• **WORK REQUIRED**: Among the entries below, find the line with "box: [46, 74, 69, 86]", then quote it and each following line up to and including the line with "positive clicks: (12, 43)", and nothing else.

- Opening Delimiter -

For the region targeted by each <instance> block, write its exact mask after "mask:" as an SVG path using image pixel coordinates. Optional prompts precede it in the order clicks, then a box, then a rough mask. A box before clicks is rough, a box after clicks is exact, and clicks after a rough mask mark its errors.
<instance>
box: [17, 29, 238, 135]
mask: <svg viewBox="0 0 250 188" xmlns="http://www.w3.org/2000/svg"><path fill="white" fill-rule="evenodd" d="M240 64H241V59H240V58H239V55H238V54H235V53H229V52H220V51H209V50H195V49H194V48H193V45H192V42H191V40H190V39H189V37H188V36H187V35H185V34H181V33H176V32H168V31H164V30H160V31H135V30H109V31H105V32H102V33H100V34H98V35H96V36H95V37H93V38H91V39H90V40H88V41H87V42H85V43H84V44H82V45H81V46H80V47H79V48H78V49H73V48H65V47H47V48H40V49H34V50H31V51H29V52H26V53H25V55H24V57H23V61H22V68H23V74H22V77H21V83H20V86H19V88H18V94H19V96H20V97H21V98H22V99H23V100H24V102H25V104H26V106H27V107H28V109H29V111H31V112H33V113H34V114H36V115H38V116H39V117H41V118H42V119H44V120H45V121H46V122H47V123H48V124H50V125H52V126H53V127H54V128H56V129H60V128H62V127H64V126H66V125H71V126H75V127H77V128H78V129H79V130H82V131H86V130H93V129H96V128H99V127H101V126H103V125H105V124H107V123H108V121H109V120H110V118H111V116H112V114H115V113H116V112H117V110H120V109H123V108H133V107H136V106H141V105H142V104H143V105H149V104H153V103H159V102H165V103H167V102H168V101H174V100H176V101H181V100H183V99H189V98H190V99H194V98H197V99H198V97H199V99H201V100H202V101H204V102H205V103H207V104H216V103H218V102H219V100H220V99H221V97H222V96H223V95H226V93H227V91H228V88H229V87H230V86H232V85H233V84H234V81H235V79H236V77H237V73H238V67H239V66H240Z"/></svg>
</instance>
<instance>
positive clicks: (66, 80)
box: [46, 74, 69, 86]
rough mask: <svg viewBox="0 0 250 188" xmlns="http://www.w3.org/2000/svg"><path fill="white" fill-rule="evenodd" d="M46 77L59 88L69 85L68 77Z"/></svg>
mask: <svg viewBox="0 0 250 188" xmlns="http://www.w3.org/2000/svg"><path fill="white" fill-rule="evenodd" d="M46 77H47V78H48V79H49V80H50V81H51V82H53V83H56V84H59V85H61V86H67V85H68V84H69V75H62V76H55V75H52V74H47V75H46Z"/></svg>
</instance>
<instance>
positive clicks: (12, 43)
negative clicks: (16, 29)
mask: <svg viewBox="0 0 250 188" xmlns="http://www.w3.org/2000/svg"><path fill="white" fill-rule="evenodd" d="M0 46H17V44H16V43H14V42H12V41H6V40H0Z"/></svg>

- Closing Delimiter -

• **TASK ANSWER**:
box: [46, 74, 69, 86]
rough mask: <svg viewBox="0 0 250 188" xmlns="http://www.w3.org/2000/svg"><path fill="white" fill-rule="evenodd" d="M46 77L59 88L69 85L68 77Z"/></svg>
mask: <svg viewBox="0 0 250 188" xmlns="http://www.w3.org/2000/svg"><path fill="white" fill-rule="evenodd" d="M46 77H47V78H48V79H49V80H50V81H51V82H53V83H56V84H59V85H61V86H67V85H68V84H69V75H62V76H55V75H52V74H47V75H46Z"/></svg>
</instance>
<instance>
positive clicks: (12, 43)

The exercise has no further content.